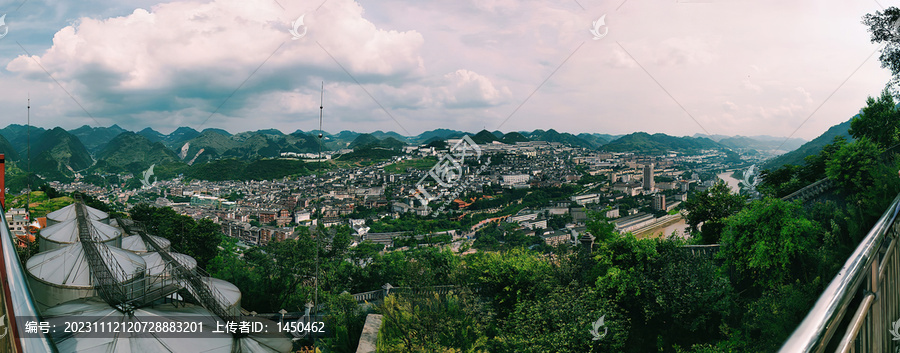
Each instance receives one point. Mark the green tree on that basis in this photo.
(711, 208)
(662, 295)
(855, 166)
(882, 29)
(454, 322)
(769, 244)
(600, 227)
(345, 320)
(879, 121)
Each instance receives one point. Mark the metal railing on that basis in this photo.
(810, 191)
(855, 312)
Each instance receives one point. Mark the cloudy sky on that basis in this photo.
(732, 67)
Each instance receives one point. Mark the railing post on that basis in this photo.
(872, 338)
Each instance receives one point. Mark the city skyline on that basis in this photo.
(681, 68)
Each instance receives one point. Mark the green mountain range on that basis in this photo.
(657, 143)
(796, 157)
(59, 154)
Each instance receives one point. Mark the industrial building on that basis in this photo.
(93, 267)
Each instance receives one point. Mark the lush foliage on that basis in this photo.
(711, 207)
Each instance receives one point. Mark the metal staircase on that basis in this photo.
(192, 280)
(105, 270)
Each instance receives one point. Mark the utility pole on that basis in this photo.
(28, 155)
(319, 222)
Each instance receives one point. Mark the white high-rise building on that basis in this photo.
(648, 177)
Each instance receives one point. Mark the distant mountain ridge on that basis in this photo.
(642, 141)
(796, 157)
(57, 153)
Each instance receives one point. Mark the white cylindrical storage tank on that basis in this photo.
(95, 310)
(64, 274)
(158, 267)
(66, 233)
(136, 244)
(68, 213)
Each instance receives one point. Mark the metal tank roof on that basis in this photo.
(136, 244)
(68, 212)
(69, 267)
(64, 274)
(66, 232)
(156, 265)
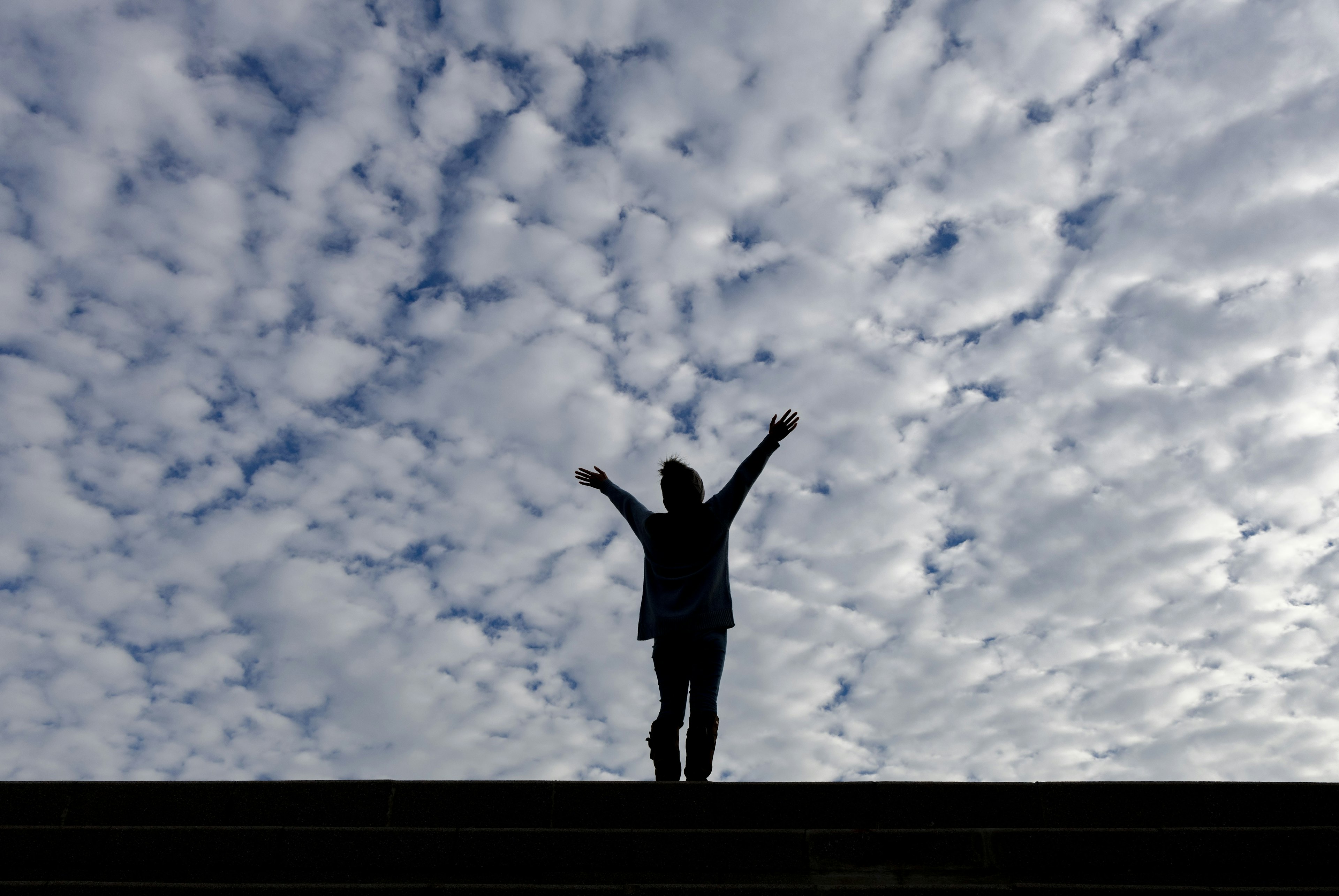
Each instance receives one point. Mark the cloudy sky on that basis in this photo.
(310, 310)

• **WHAT THE EXERCISE ASKS**
Set out all of the lines above as a numbered list, leaving out the pictures and any blank lines.

• **SOLUTION FOR THIS PROBLEM**
1. Each instance receives one point. Mark the green tree on that basis in this photo.
2. (711, 208)
3. (662, 295)
4. (855, 166)
5. (882, 29)
6. (454, 322)
7. (769, 244)
8. (600, 227)
9. (345, 320)
10. (879, 121)
11. Each instance receives one point. Mark the metal railing on that basis in this photo.
12. (810, 191)
13. (855, 312)
14. Each instance receives one point. Mark the cloudy sky on that basis in this photo.
15. (732, 67)
16. Each instance receives one point. Mark the railing post on that basis in this photo.
17. (872, 338)
18. Each instance receives one point. Mark the city skyline on that basis in this photo.
19. (681, 68)
20. Each instance receives one point. Mark the green mountain range on that basis in this photo.
21. (657, 143)
22. (796, 157)
23. (59, 154)
24. Each instance receives one point. Mark the industrial building on that basis in this photo.
25. (93, 267)
26. Each instance receives one point. Mark the lush foliage on that basis in this photo.
27. (711, 207)
28. Each instance receives one point. Mark the metal staircase on that basis in this photo.
29. (192, 280)
30. (105, 270)
31. Each instance receives one point. Mark the utility pole on that basis in this photo.
32. (28, 155)
33. (319, 222)
34. Each instance receives one point. Mark the white high-rise building on that basis in this photo.
35. (648, 177)
36. Each instance receives one point. Mark the distant mountain ridge on that basis in this photo.
37. (642, 141)
38. (796, 157)
39. (57, 153)
40. Each instance receives one point. Mark the white cylindrical storage tank on that basis in this photo.
41. (95, 310)
42. (64, 274)
43. (158, 267)
44. (66, 233)
45. (136, 244)
46. (68, 213)
47. Each instance receives one point. Mark the metal tank roof on that basis in this photo.
48. (136, 244)
49. (68, 212)
50. (69, 267)
51. (64, 274)
52. (66, 232)
53. (156, 265)
54. Each instance receives one point. Mark the cloudy sky on that basis in this photo.
55. (310, 310)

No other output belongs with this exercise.